Description of the task — State how many lines of the records below contain the string "road". Give only the number.

Data to use —
►
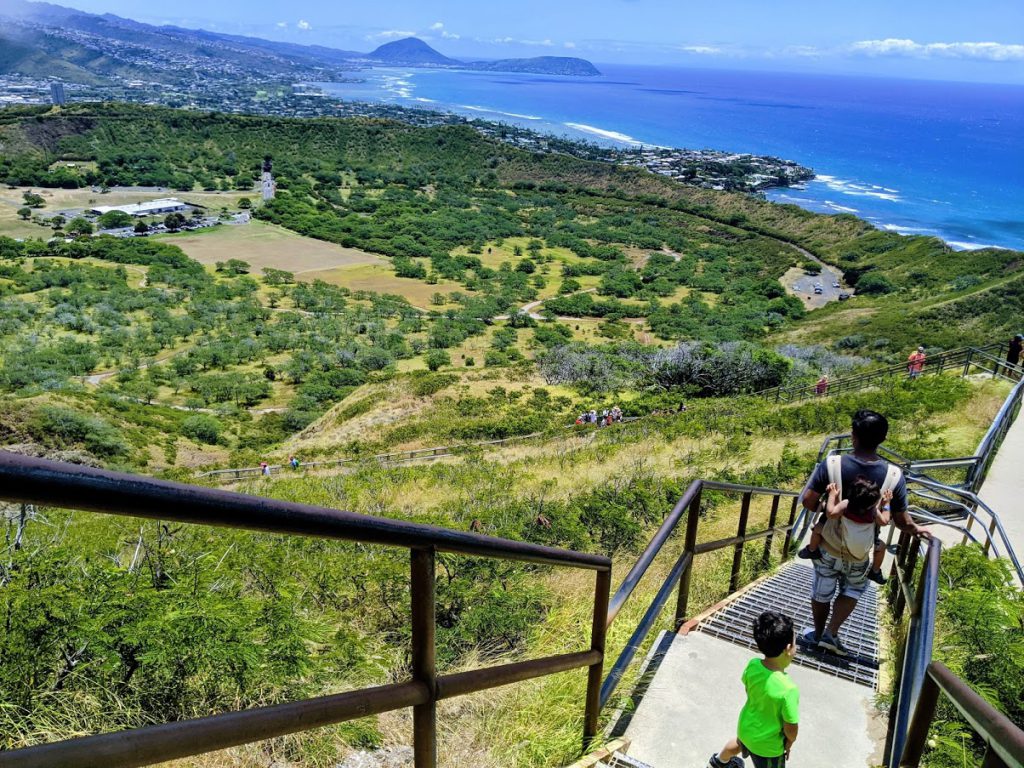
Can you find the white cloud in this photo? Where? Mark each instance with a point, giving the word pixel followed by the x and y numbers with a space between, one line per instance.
pixel 904 47
pixel 701 49
pixel 391 35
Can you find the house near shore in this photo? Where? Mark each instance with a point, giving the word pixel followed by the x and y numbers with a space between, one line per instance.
pixel 153 208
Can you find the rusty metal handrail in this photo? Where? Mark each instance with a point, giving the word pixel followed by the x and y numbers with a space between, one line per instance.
pixel 680 573
pixel 54 483
pixel 1005 740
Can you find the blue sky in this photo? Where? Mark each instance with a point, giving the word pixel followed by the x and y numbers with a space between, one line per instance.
pixel 980 40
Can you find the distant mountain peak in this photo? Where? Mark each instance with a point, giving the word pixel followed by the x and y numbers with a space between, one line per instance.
pixel 410 50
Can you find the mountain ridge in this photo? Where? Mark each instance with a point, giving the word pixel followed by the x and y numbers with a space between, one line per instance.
pixel 52 41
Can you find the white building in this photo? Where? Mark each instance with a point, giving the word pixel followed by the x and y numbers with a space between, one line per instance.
pixel 153 208
pixel 267 185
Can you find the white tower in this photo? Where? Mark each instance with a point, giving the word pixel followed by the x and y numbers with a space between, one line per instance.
pixel 267 187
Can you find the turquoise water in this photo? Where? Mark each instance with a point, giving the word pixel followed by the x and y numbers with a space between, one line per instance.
pixel 912 157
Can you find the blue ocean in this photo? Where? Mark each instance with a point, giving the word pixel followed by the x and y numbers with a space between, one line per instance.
pixel 911 157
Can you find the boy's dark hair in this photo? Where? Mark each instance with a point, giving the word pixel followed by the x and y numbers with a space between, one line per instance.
pixel 869 428
pixel 864 494
pixel 772 632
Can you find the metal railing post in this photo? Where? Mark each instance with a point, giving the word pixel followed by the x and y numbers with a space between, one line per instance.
pixel 689 543
pixel 424 668
pixel 737 554
pixel 598 632
pixel 924 713
pixel 772 517
pixel 787 544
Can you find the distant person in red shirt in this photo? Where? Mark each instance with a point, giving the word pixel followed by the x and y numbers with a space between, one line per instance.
pixel 915 363
pixel 1016 345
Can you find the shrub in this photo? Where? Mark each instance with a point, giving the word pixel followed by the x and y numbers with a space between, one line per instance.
pixel 436 358
pixel 65 427
pixel 875 284
pixel 202 428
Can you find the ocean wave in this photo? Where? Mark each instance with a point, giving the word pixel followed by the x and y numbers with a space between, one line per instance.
pixel 853 188
pixel 900 229
pixel 499 112
pixel 613 135
pixel 958 245
pixel 837 207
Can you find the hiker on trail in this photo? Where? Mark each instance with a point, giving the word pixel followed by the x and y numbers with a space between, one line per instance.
pixel 841 570
pixel 915 363
pixel 768 721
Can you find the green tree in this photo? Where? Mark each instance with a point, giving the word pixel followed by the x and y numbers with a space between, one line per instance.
pixel 436 358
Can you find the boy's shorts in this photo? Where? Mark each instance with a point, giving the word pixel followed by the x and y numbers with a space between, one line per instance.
pixel 832 573
pixel 760 762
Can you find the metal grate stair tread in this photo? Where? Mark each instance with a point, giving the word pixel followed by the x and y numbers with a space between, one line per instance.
pixel 621 760
pixel 788 591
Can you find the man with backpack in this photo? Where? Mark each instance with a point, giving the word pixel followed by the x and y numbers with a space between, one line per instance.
pixel 847 544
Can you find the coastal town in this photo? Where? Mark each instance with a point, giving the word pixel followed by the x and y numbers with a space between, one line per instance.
pixel 712 169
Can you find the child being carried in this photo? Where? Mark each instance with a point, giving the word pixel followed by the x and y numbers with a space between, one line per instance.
pixel 866 504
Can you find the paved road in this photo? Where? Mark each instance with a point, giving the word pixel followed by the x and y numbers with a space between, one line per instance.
pixel 691 707
pixel 1004 485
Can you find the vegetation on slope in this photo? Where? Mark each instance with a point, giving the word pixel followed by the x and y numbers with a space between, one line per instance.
pixel 115 622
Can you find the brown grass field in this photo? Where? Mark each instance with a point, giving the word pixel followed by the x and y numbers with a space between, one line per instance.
pixel 265 245
pixel 378 278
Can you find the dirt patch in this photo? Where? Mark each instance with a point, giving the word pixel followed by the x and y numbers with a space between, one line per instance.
pixel 265 245
pixel 378 278
pixel 800 284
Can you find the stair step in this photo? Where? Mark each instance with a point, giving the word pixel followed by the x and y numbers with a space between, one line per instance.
pixel 620 760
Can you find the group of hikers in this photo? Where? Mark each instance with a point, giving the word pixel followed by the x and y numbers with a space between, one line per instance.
pixel 605 419
pixel 854 496
pixel 293 462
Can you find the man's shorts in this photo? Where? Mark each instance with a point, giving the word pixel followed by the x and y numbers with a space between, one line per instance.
pixel 760 762
pixel 832 573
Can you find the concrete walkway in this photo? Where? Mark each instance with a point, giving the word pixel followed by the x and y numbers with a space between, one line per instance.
pixel 1004 486
pixel 691 707
pixel 693 689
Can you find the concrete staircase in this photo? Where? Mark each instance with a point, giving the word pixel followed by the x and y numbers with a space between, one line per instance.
pixel 687 705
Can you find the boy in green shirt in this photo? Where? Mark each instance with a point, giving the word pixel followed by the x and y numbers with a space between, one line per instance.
pixel 767 725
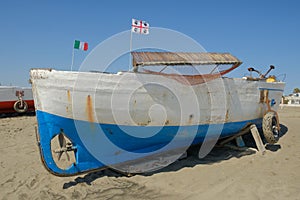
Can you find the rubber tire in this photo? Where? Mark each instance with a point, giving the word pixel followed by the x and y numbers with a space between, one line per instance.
pixel 18 109
pixel 269 124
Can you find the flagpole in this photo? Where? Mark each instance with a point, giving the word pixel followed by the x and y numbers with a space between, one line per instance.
pixel 72 59
pixel 130 48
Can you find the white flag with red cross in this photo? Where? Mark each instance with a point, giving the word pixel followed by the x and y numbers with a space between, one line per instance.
pixel 140 27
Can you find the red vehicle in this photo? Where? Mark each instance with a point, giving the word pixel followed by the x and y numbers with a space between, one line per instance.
pixel 16 100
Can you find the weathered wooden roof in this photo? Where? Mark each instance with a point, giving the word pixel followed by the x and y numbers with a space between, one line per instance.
pixel 183 58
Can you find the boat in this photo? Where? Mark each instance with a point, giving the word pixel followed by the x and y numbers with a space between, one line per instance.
pixel 14 99
pixel 141 120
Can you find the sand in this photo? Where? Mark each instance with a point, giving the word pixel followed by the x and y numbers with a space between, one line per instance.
pixel 224 174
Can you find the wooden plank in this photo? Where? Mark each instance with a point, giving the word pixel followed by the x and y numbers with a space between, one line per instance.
pixel 259 144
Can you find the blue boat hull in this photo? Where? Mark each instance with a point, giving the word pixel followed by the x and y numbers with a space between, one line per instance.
pixel 50 125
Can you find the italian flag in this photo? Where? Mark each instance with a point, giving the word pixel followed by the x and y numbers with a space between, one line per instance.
pixel 81 45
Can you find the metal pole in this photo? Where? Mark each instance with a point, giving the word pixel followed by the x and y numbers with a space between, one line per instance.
pixel 130 48
pixel 72 59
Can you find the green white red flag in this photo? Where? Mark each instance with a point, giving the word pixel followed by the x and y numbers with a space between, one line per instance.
pixel 81 45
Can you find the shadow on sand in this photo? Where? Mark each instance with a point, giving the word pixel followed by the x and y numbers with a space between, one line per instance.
pixel 218 154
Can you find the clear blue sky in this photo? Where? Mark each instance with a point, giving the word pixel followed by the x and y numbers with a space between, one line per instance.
pixel 41 33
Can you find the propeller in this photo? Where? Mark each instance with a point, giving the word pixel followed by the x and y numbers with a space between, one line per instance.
pixel 251 69
pixel 64 147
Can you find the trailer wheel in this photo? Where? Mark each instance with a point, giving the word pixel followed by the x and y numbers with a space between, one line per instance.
pixel 20 109
pixel 270 129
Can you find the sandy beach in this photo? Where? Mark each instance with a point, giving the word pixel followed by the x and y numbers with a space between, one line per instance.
pixel 223 174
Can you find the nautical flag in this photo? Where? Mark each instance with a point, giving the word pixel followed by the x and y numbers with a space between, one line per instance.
pixel 81 45
pixel 139 26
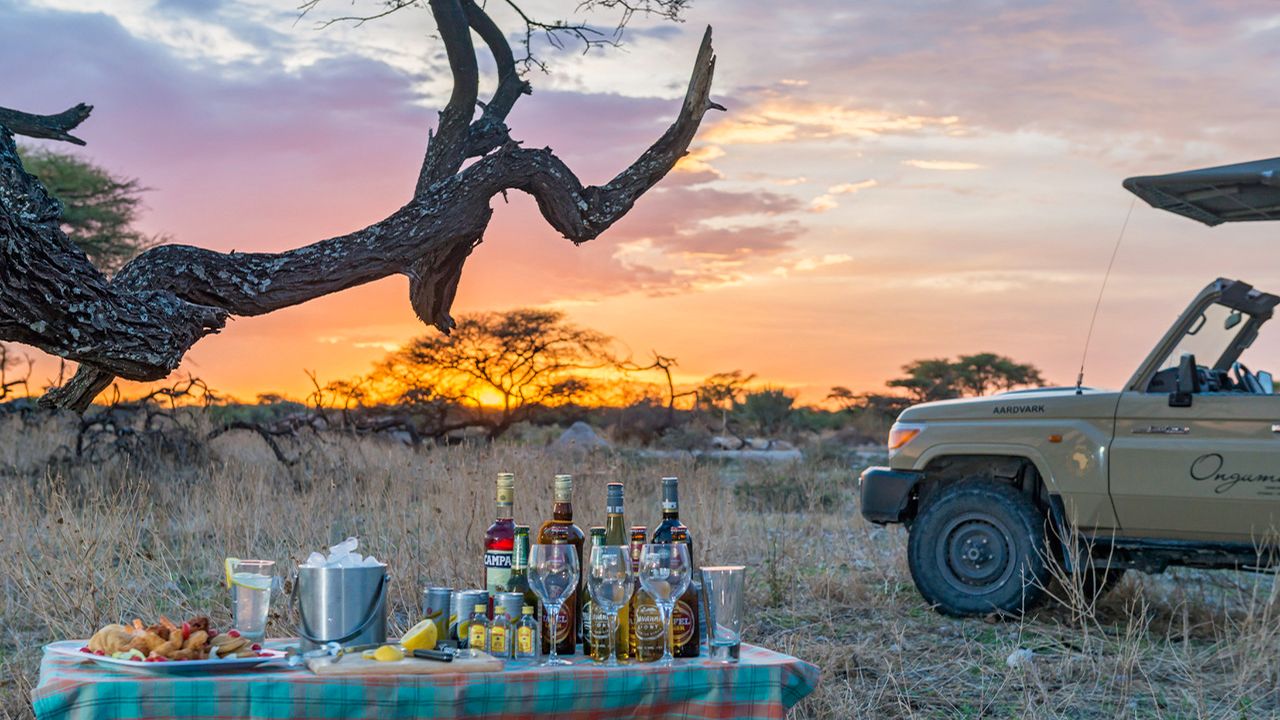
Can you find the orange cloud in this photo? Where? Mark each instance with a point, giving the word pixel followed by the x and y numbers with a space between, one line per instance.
pixel 944 165
pixel 785 121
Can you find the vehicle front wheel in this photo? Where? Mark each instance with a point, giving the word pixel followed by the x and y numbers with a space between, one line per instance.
pixel 977 547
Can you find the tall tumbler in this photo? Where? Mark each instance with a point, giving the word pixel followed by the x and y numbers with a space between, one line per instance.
pixel 722 604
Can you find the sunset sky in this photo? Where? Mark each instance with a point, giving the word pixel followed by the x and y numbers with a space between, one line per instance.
pixel 894 180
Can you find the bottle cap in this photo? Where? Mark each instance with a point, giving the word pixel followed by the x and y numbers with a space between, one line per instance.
pixel 613 499
pixel 563 488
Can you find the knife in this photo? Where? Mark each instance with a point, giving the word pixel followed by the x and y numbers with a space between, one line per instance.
pixel 442 655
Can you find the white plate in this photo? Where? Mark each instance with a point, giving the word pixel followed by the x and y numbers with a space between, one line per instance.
pixel 72 648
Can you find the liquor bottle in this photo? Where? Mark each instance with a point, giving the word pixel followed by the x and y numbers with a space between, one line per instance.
pixel 685 638
pixel 595 624
pixel 478 630
pixel 647 632
pixel 671 514
pixel 519 580
pixel 616 534
pixel 499 634
pixel 499 540
pixel 562 531
pixel 528 645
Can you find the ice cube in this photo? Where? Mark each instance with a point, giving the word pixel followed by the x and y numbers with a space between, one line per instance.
pixel 344 547
pixel 346 561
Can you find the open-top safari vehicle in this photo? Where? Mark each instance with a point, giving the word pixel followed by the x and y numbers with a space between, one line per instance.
pixel 1182 466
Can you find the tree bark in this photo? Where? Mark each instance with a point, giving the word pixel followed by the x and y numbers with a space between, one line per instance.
pixel 141 323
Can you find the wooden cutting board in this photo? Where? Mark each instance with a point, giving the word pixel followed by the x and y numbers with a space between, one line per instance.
pixel 357 665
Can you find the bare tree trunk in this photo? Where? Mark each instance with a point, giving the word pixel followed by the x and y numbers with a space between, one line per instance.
pixel 141 323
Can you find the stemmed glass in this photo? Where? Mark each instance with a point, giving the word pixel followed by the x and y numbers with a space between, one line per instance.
pixel 611 582
pixel 664 573
pixel 553 577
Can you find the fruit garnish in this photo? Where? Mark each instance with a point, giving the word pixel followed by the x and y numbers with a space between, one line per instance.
pixel 388 654
pixel 424 636
pixel 231 563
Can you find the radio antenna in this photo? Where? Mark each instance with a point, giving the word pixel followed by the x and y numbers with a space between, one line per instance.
pixel 1093 319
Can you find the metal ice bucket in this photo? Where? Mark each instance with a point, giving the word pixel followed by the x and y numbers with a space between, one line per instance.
pixel 342 605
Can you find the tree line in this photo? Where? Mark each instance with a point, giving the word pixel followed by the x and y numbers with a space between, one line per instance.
pixel 531 365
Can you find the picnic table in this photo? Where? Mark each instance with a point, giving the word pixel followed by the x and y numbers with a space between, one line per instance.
pixel 762 686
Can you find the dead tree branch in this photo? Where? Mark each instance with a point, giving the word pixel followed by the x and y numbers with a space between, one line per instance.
pixel 140 324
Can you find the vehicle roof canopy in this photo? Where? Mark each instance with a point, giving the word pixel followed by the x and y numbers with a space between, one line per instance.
pixel 1226 194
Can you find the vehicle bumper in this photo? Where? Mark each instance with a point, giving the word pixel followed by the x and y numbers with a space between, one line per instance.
pixel 886 493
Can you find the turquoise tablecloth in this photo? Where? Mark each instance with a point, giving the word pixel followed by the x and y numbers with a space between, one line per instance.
pixel 763 684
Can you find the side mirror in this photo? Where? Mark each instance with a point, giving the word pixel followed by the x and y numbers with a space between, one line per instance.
pixel 1188 382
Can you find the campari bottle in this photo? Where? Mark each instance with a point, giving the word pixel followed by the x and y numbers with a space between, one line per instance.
pixel 499 540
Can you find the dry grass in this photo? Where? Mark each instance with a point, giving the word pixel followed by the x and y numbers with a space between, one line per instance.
pixel 81 546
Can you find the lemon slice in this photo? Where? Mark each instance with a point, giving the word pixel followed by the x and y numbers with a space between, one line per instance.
pixel 388 654
pixel 424 636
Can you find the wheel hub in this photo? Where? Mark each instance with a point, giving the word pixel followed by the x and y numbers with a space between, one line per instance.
pixel 976 554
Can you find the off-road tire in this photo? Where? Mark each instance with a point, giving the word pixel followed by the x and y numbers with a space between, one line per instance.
pixel 978 547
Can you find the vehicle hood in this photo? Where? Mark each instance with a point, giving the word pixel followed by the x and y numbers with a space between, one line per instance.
pixel 1019 405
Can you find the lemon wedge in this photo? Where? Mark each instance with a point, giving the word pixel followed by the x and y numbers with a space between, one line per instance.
pixel 424 636
pixel 388 654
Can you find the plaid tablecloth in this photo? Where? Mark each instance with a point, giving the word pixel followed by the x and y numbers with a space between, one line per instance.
pixel 763 684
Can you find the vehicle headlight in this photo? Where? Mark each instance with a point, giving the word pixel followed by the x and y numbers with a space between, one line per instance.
pixel 903 433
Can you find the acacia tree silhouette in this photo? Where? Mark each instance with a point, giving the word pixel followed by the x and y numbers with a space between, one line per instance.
pixel 140 323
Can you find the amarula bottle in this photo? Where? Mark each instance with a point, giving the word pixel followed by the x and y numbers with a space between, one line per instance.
pixel 499 540
pixel 685 639
pixel 562 531
pixel 595 624
pixel 647 630
pixel 616 534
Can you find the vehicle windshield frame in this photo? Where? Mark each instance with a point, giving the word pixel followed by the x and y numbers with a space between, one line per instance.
pixel 1210 340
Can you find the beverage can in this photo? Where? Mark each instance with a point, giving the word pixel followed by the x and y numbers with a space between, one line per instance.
pixel 435 607
pixel 508 602
pixel 461 605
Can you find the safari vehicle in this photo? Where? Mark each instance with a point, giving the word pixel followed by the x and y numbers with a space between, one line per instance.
pixel 1182 466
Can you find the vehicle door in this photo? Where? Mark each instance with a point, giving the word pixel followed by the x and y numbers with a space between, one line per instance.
pixel 1202 466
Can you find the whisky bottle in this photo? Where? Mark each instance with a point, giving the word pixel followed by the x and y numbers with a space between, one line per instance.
pixel 499 538
pixel 561 529
pixel 595 621
pixel 647 632
pixel 685 639
pixel 671 515
pixel 616 534
pixel 519 580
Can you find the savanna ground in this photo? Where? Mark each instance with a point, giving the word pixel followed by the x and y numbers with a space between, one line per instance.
pixel 85 543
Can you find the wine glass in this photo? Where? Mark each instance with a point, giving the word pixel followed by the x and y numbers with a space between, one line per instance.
pixel 664 573
pixel 553 577
pixel 611 583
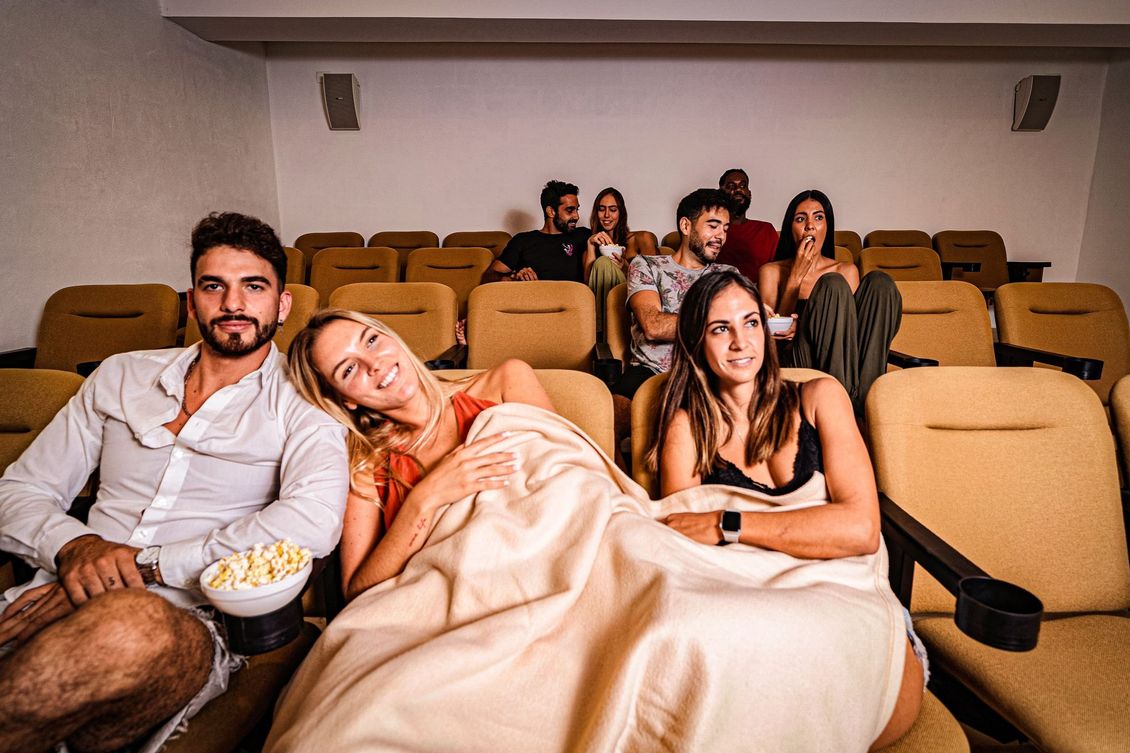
◄
Final answer — 2